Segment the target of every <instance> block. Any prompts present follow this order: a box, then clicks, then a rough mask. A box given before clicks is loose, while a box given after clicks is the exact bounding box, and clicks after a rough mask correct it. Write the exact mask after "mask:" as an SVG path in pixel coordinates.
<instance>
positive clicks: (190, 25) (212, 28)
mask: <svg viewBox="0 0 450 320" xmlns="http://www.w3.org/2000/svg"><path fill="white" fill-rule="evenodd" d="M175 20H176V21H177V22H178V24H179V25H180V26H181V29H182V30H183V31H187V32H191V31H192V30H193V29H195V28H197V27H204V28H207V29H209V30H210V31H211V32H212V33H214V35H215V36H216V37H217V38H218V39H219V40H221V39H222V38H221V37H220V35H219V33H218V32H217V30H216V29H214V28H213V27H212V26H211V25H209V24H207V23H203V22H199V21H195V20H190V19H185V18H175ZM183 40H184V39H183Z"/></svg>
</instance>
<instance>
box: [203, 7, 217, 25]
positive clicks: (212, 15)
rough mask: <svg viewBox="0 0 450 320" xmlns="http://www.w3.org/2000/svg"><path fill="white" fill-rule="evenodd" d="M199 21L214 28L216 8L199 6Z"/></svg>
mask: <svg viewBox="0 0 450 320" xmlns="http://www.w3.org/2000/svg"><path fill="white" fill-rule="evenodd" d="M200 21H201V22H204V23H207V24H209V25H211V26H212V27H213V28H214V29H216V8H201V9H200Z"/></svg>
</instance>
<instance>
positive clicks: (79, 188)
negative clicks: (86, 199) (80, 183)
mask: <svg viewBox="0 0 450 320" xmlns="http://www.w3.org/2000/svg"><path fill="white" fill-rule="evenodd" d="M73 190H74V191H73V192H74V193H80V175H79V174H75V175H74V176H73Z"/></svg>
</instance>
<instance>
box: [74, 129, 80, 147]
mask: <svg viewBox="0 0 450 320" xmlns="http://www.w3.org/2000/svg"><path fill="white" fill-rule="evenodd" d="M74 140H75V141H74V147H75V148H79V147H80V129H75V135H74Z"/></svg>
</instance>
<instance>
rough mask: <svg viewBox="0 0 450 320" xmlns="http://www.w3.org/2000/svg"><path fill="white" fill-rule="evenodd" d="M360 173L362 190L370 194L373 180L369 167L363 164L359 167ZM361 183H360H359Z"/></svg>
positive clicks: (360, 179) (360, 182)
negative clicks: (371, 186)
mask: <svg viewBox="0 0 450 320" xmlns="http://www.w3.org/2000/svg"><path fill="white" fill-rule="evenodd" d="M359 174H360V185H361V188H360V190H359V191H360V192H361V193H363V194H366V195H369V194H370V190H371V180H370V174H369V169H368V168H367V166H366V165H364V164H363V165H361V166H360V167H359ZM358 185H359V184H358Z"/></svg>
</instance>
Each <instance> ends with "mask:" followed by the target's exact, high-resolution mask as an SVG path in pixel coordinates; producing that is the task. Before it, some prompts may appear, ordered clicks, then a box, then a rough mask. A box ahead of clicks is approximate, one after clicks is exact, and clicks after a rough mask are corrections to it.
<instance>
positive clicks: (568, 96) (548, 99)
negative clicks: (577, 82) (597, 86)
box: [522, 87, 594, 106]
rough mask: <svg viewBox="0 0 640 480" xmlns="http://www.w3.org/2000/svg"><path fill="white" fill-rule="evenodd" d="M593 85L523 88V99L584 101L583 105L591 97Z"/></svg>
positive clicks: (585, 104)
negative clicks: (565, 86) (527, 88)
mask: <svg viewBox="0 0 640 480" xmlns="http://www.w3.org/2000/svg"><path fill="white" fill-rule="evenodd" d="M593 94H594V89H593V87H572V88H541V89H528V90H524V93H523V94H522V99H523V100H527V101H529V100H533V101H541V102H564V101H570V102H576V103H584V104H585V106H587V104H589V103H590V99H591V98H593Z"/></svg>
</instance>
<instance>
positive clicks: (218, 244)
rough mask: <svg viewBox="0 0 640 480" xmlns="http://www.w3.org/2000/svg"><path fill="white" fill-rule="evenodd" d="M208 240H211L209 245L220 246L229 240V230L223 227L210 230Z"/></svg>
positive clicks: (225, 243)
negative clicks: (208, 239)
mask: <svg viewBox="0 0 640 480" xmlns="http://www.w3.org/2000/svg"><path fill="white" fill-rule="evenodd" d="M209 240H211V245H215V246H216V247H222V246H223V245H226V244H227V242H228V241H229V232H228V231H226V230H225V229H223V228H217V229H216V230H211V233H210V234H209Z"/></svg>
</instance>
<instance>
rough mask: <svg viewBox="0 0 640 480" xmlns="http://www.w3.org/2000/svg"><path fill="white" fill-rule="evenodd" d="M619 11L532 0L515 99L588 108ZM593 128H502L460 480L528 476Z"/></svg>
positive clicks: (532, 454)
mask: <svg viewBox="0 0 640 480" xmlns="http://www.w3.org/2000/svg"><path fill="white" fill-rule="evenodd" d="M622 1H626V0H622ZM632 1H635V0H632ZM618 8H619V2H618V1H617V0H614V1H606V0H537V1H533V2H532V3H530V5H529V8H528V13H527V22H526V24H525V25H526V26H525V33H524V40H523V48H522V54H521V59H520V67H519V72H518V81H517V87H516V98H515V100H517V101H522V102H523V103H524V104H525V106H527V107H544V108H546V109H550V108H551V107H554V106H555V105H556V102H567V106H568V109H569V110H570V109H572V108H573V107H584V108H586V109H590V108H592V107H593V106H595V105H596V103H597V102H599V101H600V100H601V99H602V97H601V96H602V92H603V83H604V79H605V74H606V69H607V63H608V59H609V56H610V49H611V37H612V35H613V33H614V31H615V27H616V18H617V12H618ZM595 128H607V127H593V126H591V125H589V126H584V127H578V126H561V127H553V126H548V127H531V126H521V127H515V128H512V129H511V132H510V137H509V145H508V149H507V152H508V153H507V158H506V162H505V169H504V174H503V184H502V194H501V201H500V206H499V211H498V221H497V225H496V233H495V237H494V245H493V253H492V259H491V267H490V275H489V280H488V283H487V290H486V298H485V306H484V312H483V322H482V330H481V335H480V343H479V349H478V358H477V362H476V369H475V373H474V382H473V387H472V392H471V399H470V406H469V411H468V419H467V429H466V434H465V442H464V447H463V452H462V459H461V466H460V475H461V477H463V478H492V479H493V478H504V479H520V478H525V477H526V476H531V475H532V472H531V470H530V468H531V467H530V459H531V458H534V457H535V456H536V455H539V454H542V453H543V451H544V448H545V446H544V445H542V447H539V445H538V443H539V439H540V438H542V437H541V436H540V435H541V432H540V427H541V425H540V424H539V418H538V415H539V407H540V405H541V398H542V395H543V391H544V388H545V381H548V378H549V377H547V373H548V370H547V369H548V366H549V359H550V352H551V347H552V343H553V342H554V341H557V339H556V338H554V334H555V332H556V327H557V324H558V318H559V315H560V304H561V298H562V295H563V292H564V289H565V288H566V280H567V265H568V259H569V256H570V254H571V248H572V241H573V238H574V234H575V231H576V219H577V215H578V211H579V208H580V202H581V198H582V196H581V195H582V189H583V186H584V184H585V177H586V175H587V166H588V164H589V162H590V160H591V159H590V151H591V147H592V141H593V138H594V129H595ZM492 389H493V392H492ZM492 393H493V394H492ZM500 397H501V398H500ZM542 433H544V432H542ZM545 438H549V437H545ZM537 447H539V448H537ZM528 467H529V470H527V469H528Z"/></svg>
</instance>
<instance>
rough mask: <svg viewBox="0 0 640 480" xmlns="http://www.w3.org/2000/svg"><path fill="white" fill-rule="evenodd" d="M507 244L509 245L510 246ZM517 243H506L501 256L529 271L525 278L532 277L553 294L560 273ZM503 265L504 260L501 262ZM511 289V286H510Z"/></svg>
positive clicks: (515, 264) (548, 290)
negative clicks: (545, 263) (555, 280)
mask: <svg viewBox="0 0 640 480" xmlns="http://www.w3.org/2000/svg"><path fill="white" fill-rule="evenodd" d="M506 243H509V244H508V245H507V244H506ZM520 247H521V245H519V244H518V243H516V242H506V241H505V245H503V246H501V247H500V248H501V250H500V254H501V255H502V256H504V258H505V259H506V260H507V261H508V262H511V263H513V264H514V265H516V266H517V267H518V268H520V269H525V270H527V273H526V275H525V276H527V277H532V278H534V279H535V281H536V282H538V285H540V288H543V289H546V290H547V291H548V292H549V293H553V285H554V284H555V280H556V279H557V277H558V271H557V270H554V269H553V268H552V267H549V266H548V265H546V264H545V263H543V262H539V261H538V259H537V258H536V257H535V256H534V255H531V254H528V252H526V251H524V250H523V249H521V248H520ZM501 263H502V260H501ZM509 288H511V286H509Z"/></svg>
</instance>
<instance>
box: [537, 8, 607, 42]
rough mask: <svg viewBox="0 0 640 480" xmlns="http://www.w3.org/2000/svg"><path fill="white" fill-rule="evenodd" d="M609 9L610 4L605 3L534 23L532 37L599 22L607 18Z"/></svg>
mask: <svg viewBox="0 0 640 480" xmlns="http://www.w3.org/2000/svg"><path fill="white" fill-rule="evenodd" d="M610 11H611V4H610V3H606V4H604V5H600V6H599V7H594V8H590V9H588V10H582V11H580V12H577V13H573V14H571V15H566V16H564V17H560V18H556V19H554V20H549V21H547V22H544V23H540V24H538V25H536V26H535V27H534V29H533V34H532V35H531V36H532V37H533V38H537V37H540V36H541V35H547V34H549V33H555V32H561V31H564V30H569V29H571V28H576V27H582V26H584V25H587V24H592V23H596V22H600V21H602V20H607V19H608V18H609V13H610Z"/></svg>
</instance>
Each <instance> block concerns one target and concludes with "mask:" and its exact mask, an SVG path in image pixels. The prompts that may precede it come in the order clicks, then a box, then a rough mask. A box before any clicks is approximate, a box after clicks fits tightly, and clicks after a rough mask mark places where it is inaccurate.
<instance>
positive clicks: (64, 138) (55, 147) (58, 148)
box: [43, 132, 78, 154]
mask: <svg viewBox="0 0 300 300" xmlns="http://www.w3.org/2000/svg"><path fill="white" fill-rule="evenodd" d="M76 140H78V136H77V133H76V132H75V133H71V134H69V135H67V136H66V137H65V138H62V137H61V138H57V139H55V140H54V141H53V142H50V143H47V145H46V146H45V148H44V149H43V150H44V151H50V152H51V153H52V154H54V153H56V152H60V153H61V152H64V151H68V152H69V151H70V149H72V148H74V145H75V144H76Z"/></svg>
○ ○ ○ ○ ○
Problem description ->
Which lines in the records above contain the word "block" with matching case? Pick out each one and copy it in full.

Response area ->
Segment the target of every <instance> block. Any prompts present follow this order: a box, then clicks, then a rough mask. A box given before clicks is loose, while a box given after clicks is the exact bounding box, and clicks after a rough mask correct it. Write the exact mask after "mask:" as an SVG path in pixel coordinates.
Each <instance> block concerns one target and concludes with "mask:" and its exact mask, an SVG path in image pixels. The prompts that may precede it come in the order clicks, then a box, then a rough mask. A box before any clicks is approximate, a box after clicks fits tightly, and clicks after a rough mask mark places where it is inaccurate.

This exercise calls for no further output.